> [Instrução 1]:
Responda, com base no trecho apresentado abaixo:
(a) Em que cidade terminou a 66ª Reunião da SBPC?
(b) Onde foi concedida a entrevista?
(c) Quantas pessoas havia na reunião, entre inscritos, palestrantes e convidados?
== Trecho do texto
Segundo ela, falta transparência sobre as origens dos recursos que deverão financiar programas recém-lançados pelo governo, como as Plataformas do Conhecimento e a segunda fase do Ciência sem Fronteiras.
Em entrevista concedida em seu laboratório na Unifesp, Nader faz um balanço sobre a 66º Reunião da SBPC, que terminou no domingo (27) em Rio Branco (AC), e comenta o papel da entidade.
Folha - A senhora poderia fazer um balanço da reunião da SBPC que terminou agora?
Helena Nader - Foi uma das melhores reuniões dos últimos tempos. O que foi impressionante nesta foi a intensa participação. Entre inscritos, palestrantes e convidados havia 6.531 pessoas lá. O representante da EuroScience [espécie de SBPC europeia] ficou impressionado com a participação jovem.
Uma novidade foi o Dia da Família na Ciência, que trouxe muitas famílias de Rio Branco para o evento para participar de atividades científicas e educacionais. Outras novidades foram a SBPC Indígena, com a participação de mais de 350 povos da Colômbia, Peru, Chile e Bolívia e Brasil, e a SBPC Extrativista.
====
== Listagem exibida
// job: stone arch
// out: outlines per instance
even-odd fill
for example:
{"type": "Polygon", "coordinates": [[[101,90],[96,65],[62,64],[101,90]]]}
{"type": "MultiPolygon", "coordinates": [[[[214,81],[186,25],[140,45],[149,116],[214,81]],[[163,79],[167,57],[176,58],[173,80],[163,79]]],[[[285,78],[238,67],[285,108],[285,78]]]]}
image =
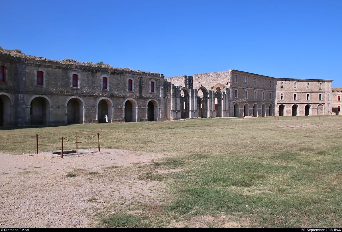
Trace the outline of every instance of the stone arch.
{"type": "Polygon", "coordinates": [[[0,126],[10,126],[12,122],[12,99],[6,93],[0,93],[0,126]]]}
{"type": "Polygon", "coordinates": [[[51,101],[43,95],[36,95],[29,100],[31,125],[49,125],[51,101]]]}
{"type": "Polygon", "coordinates": [[[255,104],[253,106],[253,117],[258,117],[258,105],[255,104]]]}
{"type": "Polygon", "coordinates": [[[220,90],[216,90],[215,92],[215,110],[216,112],[216,117],[222,117],[222,94],[220,90]],[[217,102],[216,102],[217,101],[217,102]]]}
{"type": "Polygon", "coordinates": [[[307,104],[305,105],[305,116],[309,116],[311,114],[312,108],[311,105],[310,104],[307,104]]]}
{"type": "Polygon", "coordinates": [[[221,90],[223,91],[224,89],[226,88],[226,86],[224,85],[223,84],[221,84],[221,83],[218,83],[215,85],[214,86],[214,88],[213,88],[213,90],[214,91],[215,90],[221,90]],[[218,88],[219,88],[219,89],[218,89],[218,88]]]}
{"type": "Polygon", "coordinates": [[[270,104],[269,107],[268,115],[271,117],[273,115],[273,105],[272,104],[270,104]]]}
{"type": "Polygon", "coordinates": [[[249,105],[248,103],[245,104],[244,107],[244,116],[249,116],[249,105]]]}
{"type": "Polygon", "coordinates": [[[266,116],[266,106],[264,104],[261,105],[261,117],[265,117],[266,116]]]}
{"type": "Polygon", "coordinates": [[[123,101],[122,106],[122,119],[124,120],[125,122],[136,122],[138,112],[136,101],[133,98],[127,98],[123,101]]]}
{"type": "Polygon", "coordinates": [[[278,109],[279,110],[279,111],[278,112],[278,116],[284,116],[284,112],[285,111],[285,105],[281,104],[279,105],[279,106],[278,107],[278,109]]]}
{"type": "Polygon", "coordinates": [[[297,104],[292,105],[292,116],[297,116],[298,114],[298,105],[297,104]]]}
{"type": "Polygon", "coordinates": [[[321,104],[319,104],[317,106],[317,114],[318,115],[324,114],[324,108],[321,104]]]}
{"type": "Polygon", "coordinates": [[[106,122],[105,116],[108,117],[108,122],[111,122],[113,115],[113,102],[108,97],[101,97],[96,102],[97,106],[96,114],[99,123],[106,122]]]}
{"type": "Polygon", "coordinates": [[[180,108],[181,110],[181,118],[182,119],[189,118],[189,90],[185,87],[182,87],[180,91],[180,108]]]}
{"type": "Polygon", "coordinates": [[[197,88],[197,110],[198,111],[198,117],[199,117],[208,118],[208,91],[205,87],[201,86],[197,88]],[[203,93],[203,97],[199,96],[198,92],[200,90],[203,93]]]}
{"type": "Polygon", "coordinates": [[[234,112],[234,118],[240,117],[240,106],[238,103],[235,103],[234,104],[234,109],[233,112],[234,112]]]}
{"type": "Polygon", "coordinates": [[[154,99],[149,99],[146,103],[146,118],[148,121],[158,120],[159,104],[154,99]]]}

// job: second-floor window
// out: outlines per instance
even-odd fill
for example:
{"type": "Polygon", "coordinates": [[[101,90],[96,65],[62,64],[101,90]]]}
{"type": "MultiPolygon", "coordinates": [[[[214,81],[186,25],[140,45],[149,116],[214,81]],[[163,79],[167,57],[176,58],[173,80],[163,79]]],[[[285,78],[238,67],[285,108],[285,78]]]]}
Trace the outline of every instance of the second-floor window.
{"type": "Polygon", "coordinates": [[[132,80],[128,80],[128,91],[132,91],[132,80]]]}
{"type": "Polygon", "coordinates": [[[0,82],[5,82],[5,67],[0,66],[0,82]]]}
{"type": "Polygon", "coordinates": [[[103,77],[102,78],[102,89],[104,90],[107,89],[107,80],[106,77],[103,77]]]}
{"type": "Polygon", "coordinates": [[[37,85],[42,85],[44,72],[41,71],[37,71],[37,85]]]}
{"type": "Polygon", "coordinates": [[[154,82],[153,81],[151,82],[151,92],[154,92],[154,82]]]}
{"type": "Polygon", "coordinates": [[[73,74],[73,88],[77,88],[78,87],[78,75],[77,75],[77,74],[73,74]]]}

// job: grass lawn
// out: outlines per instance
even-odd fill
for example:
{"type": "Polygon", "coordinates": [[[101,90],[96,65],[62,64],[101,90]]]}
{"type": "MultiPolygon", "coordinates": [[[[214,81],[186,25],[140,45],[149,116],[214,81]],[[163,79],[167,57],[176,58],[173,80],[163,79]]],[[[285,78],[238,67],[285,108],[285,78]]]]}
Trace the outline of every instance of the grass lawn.
{"type": "MultiPolygon", "coordinates": [[[[0,130],[0,150],[34,153],[37,134],[56,138],[99,132],[102,147],[175,155],[153,165],[184,171],[161,178],[145,174],[164,181],[170,193],[163,208],[166,218],[186,220],[223,213],[236,221],[248,219],[251,226],[340,227],[342,117],[319,119],[199,119],[5,128],[0,130]]],[[[96,138],[79,148],[96,148],[96,138]]],[[[61,149],[60,139],[40,138],[39,142],[40,152],[61,149]]],[[[75,144],[65,142],[65,149],[75,148],[75,144]]],[[[103,221],[121,226],[122,218],[129,222],[124,226],[130,221],[143,225],[143,217],[132,217],[120,215],[103,221]]]]}

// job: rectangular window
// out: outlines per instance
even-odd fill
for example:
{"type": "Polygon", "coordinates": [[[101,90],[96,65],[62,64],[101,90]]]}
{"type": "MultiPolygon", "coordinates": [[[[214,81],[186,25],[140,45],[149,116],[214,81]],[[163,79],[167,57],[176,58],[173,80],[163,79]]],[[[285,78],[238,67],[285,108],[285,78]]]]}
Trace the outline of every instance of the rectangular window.
{"type": "Polygon", "coordinates": [[[41,71],[37,71],[37,85],[43,85],[43,73],[41,71]]]}
{"type": "Polygon", "coordinates": [[[73,87],[78,87],[78,75],[77,74],[73,74],[73,87]]]}
{"type": "Polygon", "coordinates": [[[154,82],[153,81],[151,82],[151,92],[154,92],[154,82]]]}
{"type": "Polygon", "coordinates": [[[128,80],[128,91],[132,91],[132,80],[128,80]]]}
{"type": "Polygon", "coordinates": [[[102,78],[102,88],[104,90],[107,89],[107,78],[102,78]]]}
{"type": "Polygon", "coordinates": [[[5,67],[0,66],[0,82],[5,82],[5,67]]]}

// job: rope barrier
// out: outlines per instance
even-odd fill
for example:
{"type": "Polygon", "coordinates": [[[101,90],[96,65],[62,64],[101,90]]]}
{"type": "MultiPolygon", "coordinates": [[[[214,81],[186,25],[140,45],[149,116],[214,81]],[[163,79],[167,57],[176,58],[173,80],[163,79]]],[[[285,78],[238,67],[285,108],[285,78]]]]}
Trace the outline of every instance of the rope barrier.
====
> [Instrução 2]: Selecione todas as linhas da listagem que contêm a palavra "arch", levando em conta a distinção entre maiúsculas e minúsculas.

> [Resposta completa 1]:
(a) Rio Branco (AC).
(b) No laboratório de Helena Nader na Unifesp.
(c) 6.531 pessoas.

> [Resposta completa 2]:
// job: stone arch
Trace the outline of every instance of the stone arch.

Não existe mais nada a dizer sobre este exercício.